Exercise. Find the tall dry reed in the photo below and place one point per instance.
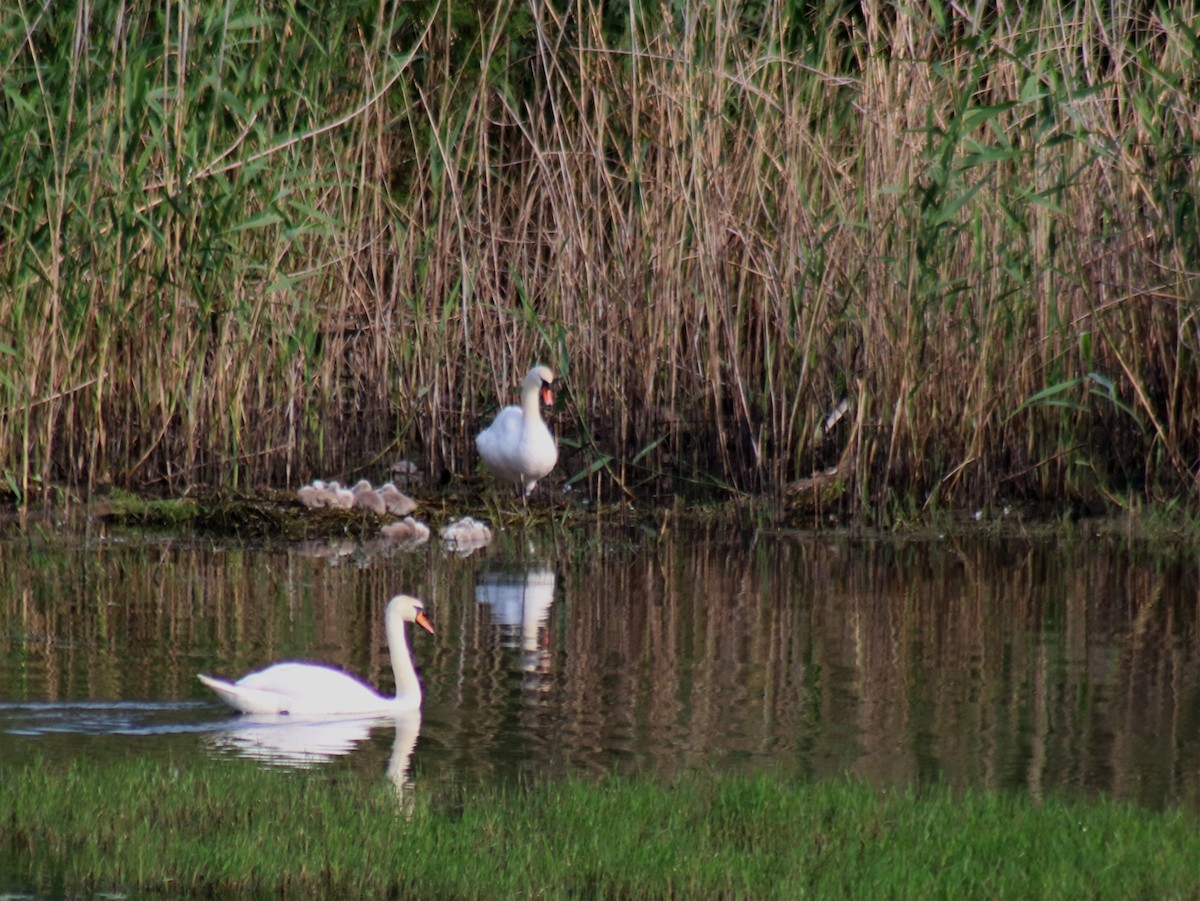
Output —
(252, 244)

---

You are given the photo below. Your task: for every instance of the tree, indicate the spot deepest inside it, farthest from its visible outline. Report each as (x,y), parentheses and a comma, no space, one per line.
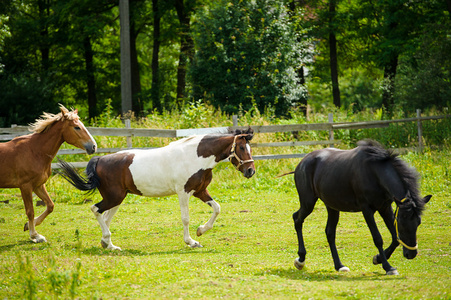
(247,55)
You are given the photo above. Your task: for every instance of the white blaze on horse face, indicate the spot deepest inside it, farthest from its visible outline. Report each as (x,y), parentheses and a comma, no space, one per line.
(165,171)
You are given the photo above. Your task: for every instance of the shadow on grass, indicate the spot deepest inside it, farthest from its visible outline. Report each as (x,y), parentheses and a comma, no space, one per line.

## About this task
Look above and copy only the lines from the one holding "You are given the photo below." to the one holding "of the shadow", both included, exactly, minus the pictures.

## Expected answer
You are given the photo below. Your task: for every instance of the tree, indicate the spot deepest inside it, farthest from its visible outline. Report each as (x,y), parentheses and a comma, no space, one per line.
(247,55)
You are given the photo above. Your task: for every instance of the white blaze on horse face, indicate the spot deepest inside it, farthest from its visible outline. Report each as (x,y), parentheses and a comma, no space, one per line.
(165,171)
You are given the photo above. Your task: for every instance of the shadow on grass, indicate the spot deepest inside it, farthest from its visible outline. Report each as (x,y), parentheses and a comma, no space, one per line.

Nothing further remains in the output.